Exercise details: Rewrite every row below with "positive clicks" changed to "foreground clicks" wherever it appears. Leave everything else the same.
-.-.-
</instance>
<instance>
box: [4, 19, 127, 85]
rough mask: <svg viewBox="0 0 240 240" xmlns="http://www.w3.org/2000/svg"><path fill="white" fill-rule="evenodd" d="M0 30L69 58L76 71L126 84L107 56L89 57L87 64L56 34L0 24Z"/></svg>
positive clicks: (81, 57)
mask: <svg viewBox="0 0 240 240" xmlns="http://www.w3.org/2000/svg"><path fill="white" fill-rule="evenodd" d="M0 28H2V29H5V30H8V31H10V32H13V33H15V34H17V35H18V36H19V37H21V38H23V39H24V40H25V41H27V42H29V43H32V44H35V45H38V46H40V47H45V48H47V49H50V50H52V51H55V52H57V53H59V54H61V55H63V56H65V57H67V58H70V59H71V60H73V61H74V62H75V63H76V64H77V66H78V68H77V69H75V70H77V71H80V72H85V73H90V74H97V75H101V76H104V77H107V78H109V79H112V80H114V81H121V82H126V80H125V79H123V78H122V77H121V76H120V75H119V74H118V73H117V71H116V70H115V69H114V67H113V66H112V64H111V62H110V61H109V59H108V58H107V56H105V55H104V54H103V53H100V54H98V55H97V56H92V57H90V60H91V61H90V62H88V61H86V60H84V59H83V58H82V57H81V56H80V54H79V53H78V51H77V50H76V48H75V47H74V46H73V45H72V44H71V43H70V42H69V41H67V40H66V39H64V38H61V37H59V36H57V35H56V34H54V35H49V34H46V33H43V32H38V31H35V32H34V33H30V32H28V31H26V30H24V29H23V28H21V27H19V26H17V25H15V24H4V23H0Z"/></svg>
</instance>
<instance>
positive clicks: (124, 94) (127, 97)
-.-.-
Task result:
</instance>
<instance>
box: [4, 19, 127, 85]
rough mask: <svg viewBox="0 0 240 240" xmlns="http://www.w3.org/2000/svg"><path fill="white" fill-rule="evenodd" d="M0 30L69 58L76 71L126 84L107 56L89 57L87 64L56 34L0 24Z"/></svg>
foreground clicks: (81, 57)
mask: <svg viewBox="0 0 240 240" xmlns="http://www.w3.org/2000/svg"><path fill="white" fill-rule="evenodd" d="M0 28H2V29H5V30H8V31H10V32H13V33H15V34H17V35H18V36H19V37H21V38H23V39H24V40H25V41H27V42H29V43H32V44H35V45H38V46H40V47H45V48H47V49H50V50H52V51H55V52H57V53H59V54H61V55H63V56H65V57H67V58H70V59H71V60H73V61H74V62H75V63H76V64H77V66H78V68H77V69H75V70H77V71H80V72H85V73H90V74H97V75H101V76H104V77H107V78H109V79H112V80H114V81H121V82H126V80H125V79H123V78H122V77H121V76H120V75H119V74H118V73H117V71H116V70H115V69H114V67H113V66H112V64H111V62H110V61H109V59H108V58H107V56H105V55H104V54H103V53H100V54H98V55H97V56H92V57H90V60H91V61H90V62H88V61H86V60H84V59H83V58H82V57H81V56H80V54H79V53H78V51H77V50H76V48H75V47H74V46H73V45H72V44H71V43H70V42H69V41H67V40H66V39H64V38H61V37H59V36H57V35H56V34H54V35H49V34H46V33H43V32H38V31H35V32H34V33H30V32H28V31H26V30H24V29H23V28H21V27H19V26H17V25H15V24H4V23H0Z"/></svg>
</instance>
<instance>
foreground clicks: (124, 94) (127, 97)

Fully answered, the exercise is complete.